▶ [Task details] Among the entries below, how many lines contain the string "black"? Reply with that number alone.

▶ [Record excerpts]
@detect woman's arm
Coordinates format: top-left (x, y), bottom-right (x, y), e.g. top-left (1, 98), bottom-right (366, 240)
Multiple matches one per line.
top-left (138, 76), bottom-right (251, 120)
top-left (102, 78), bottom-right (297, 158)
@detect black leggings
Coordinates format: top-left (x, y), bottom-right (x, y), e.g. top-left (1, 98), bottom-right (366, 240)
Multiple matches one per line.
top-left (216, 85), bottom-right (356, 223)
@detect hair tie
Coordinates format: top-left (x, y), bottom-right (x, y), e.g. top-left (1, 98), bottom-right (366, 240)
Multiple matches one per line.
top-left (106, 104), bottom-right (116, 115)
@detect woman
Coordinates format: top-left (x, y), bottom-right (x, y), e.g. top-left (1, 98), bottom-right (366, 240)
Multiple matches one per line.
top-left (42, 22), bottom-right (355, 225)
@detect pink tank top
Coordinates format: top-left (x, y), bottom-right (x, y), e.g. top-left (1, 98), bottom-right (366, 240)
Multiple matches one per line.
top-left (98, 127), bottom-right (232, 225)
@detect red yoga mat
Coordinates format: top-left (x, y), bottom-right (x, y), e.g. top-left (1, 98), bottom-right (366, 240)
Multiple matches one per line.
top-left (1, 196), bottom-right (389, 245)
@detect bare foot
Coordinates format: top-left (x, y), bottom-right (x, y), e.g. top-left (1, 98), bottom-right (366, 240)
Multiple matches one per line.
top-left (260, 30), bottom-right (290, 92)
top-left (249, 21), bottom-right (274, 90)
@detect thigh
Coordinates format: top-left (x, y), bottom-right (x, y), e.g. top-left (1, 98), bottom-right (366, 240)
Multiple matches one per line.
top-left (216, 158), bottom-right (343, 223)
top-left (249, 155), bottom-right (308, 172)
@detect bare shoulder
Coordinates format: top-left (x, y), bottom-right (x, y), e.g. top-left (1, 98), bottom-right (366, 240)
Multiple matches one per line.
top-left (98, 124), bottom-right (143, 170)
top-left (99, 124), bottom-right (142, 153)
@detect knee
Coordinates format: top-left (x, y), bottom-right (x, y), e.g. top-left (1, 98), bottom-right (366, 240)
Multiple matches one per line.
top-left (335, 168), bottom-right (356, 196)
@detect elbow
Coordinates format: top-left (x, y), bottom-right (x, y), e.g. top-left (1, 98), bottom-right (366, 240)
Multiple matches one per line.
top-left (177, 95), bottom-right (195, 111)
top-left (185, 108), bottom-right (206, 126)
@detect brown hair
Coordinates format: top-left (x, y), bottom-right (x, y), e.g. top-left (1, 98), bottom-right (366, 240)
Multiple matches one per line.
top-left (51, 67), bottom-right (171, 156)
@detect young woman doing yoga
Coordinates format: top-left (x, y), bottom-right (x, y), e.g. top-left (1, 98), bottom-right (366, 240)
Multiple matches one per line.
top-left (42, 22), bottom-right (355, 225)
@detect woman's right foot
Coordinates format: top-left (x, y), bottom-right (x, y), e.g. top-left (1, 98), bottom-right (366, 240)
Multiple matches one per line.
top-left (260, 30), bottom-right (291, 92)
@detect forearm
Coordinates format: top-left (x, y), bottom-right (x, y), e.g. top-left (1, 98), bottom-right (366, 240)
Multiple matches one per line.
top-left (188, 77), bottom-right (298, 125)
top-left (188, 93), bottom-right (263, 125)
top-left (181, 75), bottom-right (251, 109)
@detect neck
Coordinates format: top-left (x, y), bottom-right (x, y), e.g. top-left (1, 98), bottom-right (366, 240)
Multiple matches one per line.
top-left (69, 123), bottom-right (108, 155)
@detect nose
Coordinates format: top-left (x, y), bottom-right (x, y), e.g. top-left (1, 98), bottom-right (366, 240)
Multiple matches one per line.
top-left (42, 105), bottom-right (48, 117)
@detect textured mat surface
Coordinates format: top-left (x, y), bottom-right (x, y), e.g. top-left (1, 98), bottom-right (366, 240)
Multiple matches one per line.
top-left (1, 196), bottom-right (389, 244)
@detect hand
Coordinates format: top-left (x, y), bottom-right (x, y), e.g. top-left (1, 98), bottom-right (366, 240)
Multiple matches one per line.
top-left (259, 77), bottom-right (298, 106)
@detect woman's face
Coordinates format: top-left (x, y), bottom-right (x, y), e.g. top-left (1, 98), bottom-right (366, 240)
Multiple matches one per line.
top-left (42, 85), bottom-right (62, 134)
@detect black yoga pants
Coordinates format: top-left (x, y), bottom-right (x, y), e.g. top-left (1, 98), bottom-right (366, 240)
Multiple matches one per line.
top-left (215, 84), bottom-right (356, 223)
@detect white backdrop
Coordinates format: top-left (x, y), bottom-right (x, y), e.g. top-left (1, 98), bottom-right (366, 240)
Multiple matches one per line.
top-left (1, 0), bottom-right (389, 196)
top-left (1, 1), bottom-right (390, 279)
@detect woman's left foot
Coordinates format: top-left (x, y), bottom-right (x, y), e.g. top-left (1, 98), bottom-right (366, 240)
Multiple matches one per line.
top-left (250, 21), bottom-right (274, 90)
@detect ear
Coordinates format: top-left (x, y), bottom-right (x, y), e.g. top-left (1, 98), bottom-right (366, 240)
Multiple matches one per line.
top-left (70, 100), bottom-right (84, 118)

▶ [Solution for this exercise] 2